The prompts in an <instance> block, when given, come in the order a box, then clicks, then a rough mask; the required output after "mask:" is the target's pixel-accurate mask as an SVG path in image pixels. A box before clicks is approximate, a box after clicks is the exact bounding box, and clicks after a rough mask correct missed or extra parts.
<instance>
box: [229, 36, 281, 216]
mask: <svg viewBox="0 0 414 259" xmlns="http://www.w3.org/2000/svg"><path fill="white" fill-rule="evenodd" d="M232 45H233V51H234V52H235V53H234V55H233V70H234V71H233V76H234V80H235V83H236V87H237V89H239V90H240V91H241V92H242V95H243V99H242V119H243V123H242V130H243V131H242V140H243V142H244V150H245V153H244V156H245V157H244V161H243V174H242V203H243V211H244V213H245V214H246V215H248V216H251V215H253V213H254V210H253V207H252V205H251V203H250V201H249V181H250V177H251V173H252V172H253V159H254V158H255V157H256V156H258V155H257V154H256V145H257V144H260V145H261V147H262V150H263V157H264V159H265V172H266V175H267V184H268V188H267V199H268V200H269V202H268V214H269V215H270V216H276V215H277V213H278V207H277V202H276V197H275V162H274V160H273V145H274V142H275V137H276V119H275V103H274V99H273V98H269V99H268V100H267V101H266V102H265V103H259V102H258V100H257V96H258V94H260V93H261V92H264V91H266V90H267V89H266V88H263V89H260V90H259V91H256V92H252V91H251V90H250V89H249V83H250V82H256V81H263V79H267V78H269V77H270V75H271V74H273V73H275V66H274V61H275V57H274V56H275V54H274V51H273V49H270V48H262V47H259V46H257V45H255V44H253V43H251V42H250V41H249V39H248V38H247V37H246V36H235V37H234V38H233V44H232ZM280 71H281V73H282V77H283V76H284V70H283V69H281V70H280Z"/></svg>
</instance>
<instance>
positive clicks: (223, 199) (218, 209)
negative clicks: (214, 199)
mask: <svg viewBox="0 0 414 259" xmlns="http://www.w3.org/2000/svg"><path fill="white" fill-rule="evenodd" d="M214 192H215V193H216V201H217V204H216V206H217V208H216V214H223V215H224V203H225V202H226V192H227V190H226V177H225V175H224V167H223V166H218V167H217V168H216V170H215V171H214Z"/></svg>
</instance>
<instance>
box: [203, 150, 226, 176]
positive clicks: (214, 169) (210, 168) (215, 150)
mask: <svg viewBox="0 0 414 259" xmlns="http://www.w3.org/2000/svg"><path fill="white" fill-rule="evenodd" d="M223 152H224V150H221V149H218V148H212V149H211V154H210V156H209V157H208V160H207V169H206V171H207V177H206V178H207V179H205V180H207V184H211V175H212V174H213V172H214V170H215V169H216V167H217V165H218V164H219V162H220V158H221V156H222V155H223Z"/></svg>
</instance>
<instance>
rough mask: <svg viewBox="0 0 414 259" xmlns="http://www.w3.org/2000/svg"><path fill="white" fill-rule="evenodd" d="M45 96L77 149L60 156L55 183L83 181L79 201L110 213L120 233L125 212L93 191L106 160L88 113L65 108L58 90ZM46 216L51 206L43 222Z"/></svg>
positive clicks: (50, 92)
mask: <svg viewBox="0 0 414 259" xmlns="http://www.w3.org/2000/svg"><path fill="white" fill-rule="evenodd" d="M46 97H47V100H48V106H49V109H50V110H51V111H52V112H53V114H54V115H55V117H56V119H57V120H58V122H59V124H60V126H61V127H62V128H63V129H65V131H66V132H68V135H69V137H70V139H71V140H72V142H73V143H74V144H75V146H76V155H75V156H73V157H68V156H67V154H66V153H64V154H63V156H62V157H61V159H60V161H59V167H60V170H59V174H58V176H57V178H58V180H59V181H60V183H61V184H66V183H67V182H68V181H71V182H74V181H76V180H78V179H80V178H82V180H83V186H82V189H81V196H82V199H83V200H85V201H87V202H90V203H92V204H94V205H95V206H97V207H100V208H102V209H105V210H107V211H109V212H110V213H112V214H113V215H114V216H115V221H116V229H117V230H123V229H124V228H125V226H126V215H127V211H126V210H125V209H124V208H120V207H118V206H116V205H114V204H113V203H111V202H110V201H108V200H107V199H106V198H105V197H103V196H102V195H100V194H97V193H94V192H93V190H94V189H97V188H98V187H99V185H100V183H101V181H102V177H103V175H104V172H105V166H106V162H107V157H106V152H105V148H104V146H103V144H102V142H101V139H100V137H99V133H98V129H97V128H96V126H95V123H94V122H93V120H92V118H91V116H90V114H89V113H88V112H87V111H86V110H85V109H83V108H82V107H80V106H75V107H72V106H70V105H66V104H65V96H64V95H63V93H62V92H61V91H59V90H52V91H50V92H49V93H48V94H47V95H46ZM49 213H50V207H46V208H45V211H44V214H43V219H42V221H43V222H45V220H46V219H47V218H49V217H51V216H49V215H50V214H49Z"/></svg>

※

TASK ITEM:
Without omitting anything, retype all of the material above exactly.

WRITTEN ANSWER:
The prompts in an <instance> block, when given, come in the order a box, then clicks, then a rough mask; the required output after "mask:" is the target's pixel-accurate mask as an SVG path in image pixels. A box before clicks is approximate, a box after clicks is the exact bounding box, and clicks after a rough mask correct missed or extra parts.
<instance>
box: [229, 36, 281, 216]
mask: <svg viewBox="0 0 414 259" xmlns="http://www.w3.org/2000/svg"><path fill="white" fill-rule="evenodd" d="M232 45H233V51H234V52H235V53H234V55H233V70H234V71H233V76H234V80H235V83H236V87H237V89H239V90H240V91H241V92H242V95H243V99H242V119H243V123H242V130H243V131H242V140H243V142H244V150H245V153H244V156H245V157H244V161H243V174H242V203H243V211H244V213H245V214H246V215H248V216H251V215H253V213H254V210H253V207H252V205H251V203H250V201H249V181H250V177H251V173H252V172H253V159H254V158H255V157H256V156H258V155H257V154H256V145H257V144H260V145H261V147H262V150H263V157H264V159H265V172H266V175H267V184H268V188H267V199H268V200H269V202H268V214H269V215H270V216H276V215H277V213H278V207H277V202H276V197H275V162H274V160H273V145H274V142H275V137H276V119H275V103H274V99H273V98H269V99H268V100H267V101H266V102H265V103H259V102H258V100H257V96H258V94H260V93H261V92H264V91H266V90H267V89H266V88H263V89H260V90H259V91H256V92H252V91H251V90H250V89H249V83H250V82H256V81H263V79H267V78H269V77H270V75H271V74H273V73H275V66H274V61H275V57H274V56H275V54H274V51H273V49H270V48H262V47H259V46H257V45H255V44H253V43H251V42H250V41H249V39H248V38H247V37H246V36H235V37H234V38H233V44H232ZM280 71H281V73H282V77H283V76H284V70H283V69H281V70H280Z"/></svg>
</instance>
<instance>
positive clicks: (223, 199) (218, 209)
negative clicks: (214, 199)
mask: <svg viewBox="0 0 414 259" xmlns="http://www.w3.org/2000/svg"><path fill="white" fill-rule="evenodd" d="M214 192H215V193H216V201H217V204H216V206H217V208H216V214H223V215H224V203H225V202H226V192H227V190H226V177H225V175H224V167H223V166H218V167H217V168H216V170H215V171H214Z"/></svg>
</instance>
<instance>
box: [203, 150, 226, 176]
positive clicks: (214, 169) (210, 168) (215, 150)
mask: <svg viewBox="0 0 414 259" xmlns="http://www.w3.org/2000/svg"><path fill="white" fill-rule="evenodd" d="M223 152H224V150H221V149H218V148H212V149H211V154H210V156H209V157H208V160H207V169H206V171H207V177H206V178H207V179H205V180H207V184H211V175H212V174H213V172H214V170H215V169H216V167H217V165H218V164H219V162H220V158H221V156H222V155H223Z"/></svg>
</instance>
<instance>
rough mask: <svg viewBox="0 0 414 259" xmlns="http://www.w3.org/2000/svg"><path fill="white" fill-rule="evenodd" d="M45 96L77 149L60 156L55 183L83 181L79 201L110 213L120 233L125 212L93 191L106 160L88 113L65 108L58 90ZM46 216L51 206L43 222Z"/></svg>
positive clicks: (50, 92)
mask: <svg viewBox="0 0 414 259" xmlns="http://www.w3.org/2000/svg"><path fill="white" fill-rule="evenodd" d="M46 97H47V100H48V106H49V109H50V110H51V111H52V112H53V114H54V115H55V117H56V119H57V120H58V122H59V124H60V126H61V127H62V128H63V129H65V131H66V132H68V135H69V137H70V139H71V140H72V142H73V143H74V144H75V146H76V155H75V156H73V157H68V156H67V154H66V153H64V154H63V156H62V157H61V159H60V161H59V167H60V170H59V174H58V176H57V178H58V180H59V181H60V183H61V184H66V183H67V182H68V181H71V182H74V181H76V180H78V179H80V178H82V180H83V186H82V189H81V196H82V199H83V200H85V201H87V202H90V203H92V204H94V205H95V206H97V207H100V208H102V209H105V210H107V211H109V212H110V213H112V214H113V215H114V216H115V221H116V229H117V230H123V229H124V228H125V226H126V215H127V211H126V210H125V209H124V208H120V207H118V206H116V205H114V204H113V203H111V202H110V201H108V200H107V199H106V198H105V197H103V196H102V195H100V194H97V193H94V192H93V190H94V189H97V188H98V187H99V185H100V183H101V181H102V177H103V175H104V172H105V166H106V162H107V157H106V152H105V148H104V146H103V144H102V142H101V139H100V137H99V133H98V129H97V128H96V126H95V123H94V122H93V120H92V118H91V116H90V114H89V113H88V112H87V111H86V110H85V109H83V108H82V107H80V106H75V107H72V106H70V105H66V104H65V96H64V95H63V93H62V92H61V91H59V90H52V91H50V92H49V93H48V94H47V95H46ZM49 213H50V207H46V208H45V211H44V214H43V219H42V221H43V222H45V220H46V219H47V218H49V217H51V216H49V215H50V214H49Z"/></svg>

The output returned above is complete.